[Task prompt]
Return all entries word for word, but drop any images.

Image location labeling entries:
□ □ □

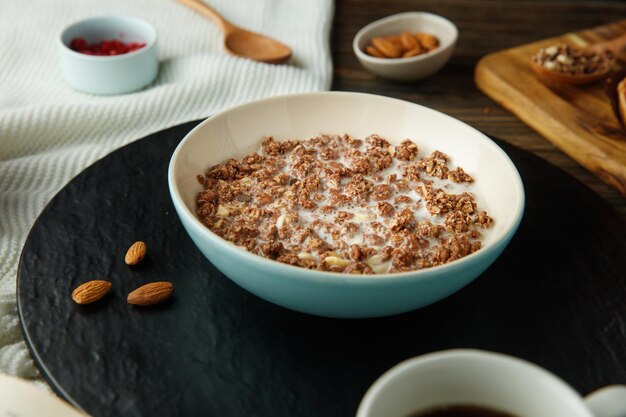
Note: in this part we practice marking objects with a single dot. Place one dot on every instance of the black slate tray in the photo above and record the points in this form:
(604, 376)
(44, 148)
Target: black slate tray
(555, 297)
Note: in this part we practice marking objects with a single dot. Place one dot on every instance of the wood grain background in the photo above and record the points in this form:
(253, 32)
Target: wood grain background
(485, 26)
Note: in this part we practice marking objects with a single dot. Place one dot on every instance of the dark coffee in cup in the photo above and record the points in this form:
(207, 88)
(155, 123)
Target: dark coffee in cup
(462, 411)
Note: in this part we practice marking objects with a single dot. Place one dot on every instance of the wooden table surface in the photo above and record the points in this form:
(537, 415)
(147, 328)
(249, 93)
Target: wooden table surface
(485, 26)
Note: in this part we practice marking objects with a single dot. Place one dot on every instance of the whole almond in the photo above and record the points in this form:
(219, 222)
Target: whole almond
(371, 50)
(150, 294)
(413, 52)
(428, 41)
(136, 253)
(408, 41)
(91, 291)
(387, 48)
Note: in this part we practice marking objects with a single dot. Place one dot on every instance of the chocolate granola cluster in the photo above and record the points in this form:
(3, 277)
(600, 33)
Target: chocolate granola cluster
(341, 204)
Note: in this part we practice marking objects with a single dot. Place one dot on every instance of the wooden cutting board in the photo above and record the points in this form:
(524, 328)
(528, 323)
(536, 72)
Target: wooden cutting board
(579, 120)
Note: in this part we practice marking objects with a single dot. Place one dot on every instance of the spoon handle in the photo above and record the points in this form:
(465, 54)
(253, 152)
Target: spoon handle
(207, 11)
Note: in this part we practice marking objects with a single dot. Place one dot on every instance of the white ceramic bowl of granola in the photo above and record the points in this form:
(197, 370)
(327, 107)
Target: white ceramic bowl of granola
(412, 68)
(238, 131)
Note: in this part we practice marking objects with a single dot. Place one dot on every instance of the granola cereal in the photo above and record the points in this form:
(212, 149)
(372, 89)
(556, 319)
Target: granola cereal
(341, 204)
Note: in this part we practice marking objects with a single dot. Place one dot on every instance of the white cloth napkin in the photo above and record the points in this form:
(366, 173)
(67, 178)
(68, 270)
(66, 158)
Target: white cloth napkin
(49, 133)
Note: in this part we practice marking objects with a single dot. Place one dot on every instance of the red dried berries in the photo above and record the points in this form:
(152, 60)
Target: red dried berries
(105, 47)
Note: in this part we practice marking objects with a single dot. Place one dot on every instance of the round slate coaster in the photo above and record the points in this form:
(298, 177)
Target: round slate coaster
(554, 297)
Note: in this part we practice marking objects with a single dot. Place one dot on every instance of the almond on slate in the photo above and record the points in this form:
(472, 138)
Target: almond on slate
(90, 291)
(136, 253)
(150, 294)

□ □ □

[Completed task]
Note: in this part we practice marking objects with a single dot. Place one dot on every instance of the black slate tray in the photo above and record the points in this form:
(604, 376)
(44, 148)
Target: black slate tray
(555, 297)
Note: in this part we practice marking objects with a single dot. Place one dot on every instance of the wood grain background in the photo above and record the points in this form:
(253, 32)
Target: wood grain background
(485, 26)
Note: in this part we practice marking objects with a single dot. Place one dot on every instance of the dark coffee in cup in the photo above and record the points in this form:
(207, 88)
(155, 123)
Target: dark coffee in cup
(462, 411)
Note: in this part we practice marking objects with a single dot. Place one dot on every instance of the wooden table surface in the photo above and record the points in this form:
(537, 415)
(147, 328)
(249, 93)
Target: wooden table surface
(485, 26)
Note: in this part we practice marking objects with a single dot. Place one dot on every instance of the whole almond in the photo above and record the points in this form:
(219, 222)
Target: whole almond
(371, 50)
(150, 294)
(413, 52)
(428, 41)
(136, 253)
(408, 41)
(91, 291)
(387, 48)
Note: in this part we practice marking objects with a single dot. Place one dot on every instance of the chocolate granola cluster in the photo above and record the points in this form:
(3, 277)
(600, 33)
Target: chocolate granola cluster
(341, 204)
Note: in this part we practice marking objects with a single dot. Place one dot on every instance of the wooden cutting board in the photo above and record the points in this form:
(524, 328)
(528, 323)
(536, 72)
Target: wooden cutting board
(579, 120)
Note: in this part we practice marking objects with a single dot. Place one dot on every instance of the spoon handle in the photo above and record the points in this form:
(465, 54)
(253, 152)
Target: spoon handle
(207, 11)
Note: in this part we practice marking objects with a single dot. Place one dot on every instance of the white ceramic bowl of granola in the photo above and record the points in this form:
(197, 370)
(327, 107)
Target: white ceramic bowl of granola
(412, 68)
(238, 131)
Note: in this part we practice marking objects with a single dot. Place one dot on every instance of the granola cereal in the photo above and record the points in this form:
(212, 149)
(372, 89)
(556, 319)
Target: granola cereal
(341, 204)
Note: in this part we practice marking objects with a single dot. Place one dot on every instance of the white cloth napkin in the photo above and record the points in this form:
(366, 173)
(67, 178)
(68, 270)
(66, 158)
Target: white cloth napkin
(49, 133)
Note: in this part we practice marking objects with a single dot. Place one dot on every instance of the red dried berries in the photo above and record the points in this form:
(152, 60)
Target: red dried berries
(105, 47)
Note: in this part we practice marking objects with a single dot. Place one dot on every instance of the round slate coaster in the photo above and record the points in this form:
(298, 177)
Target: round slate coaster
(554, 297)
Note: in this part we practice marking objects with a single dot. Place one dot on every instance of the almond on slate in the photo above and record the points in this form:
(472, 138)
Target: almond on slate
(90, 291)
(136, 253)
(150, 294)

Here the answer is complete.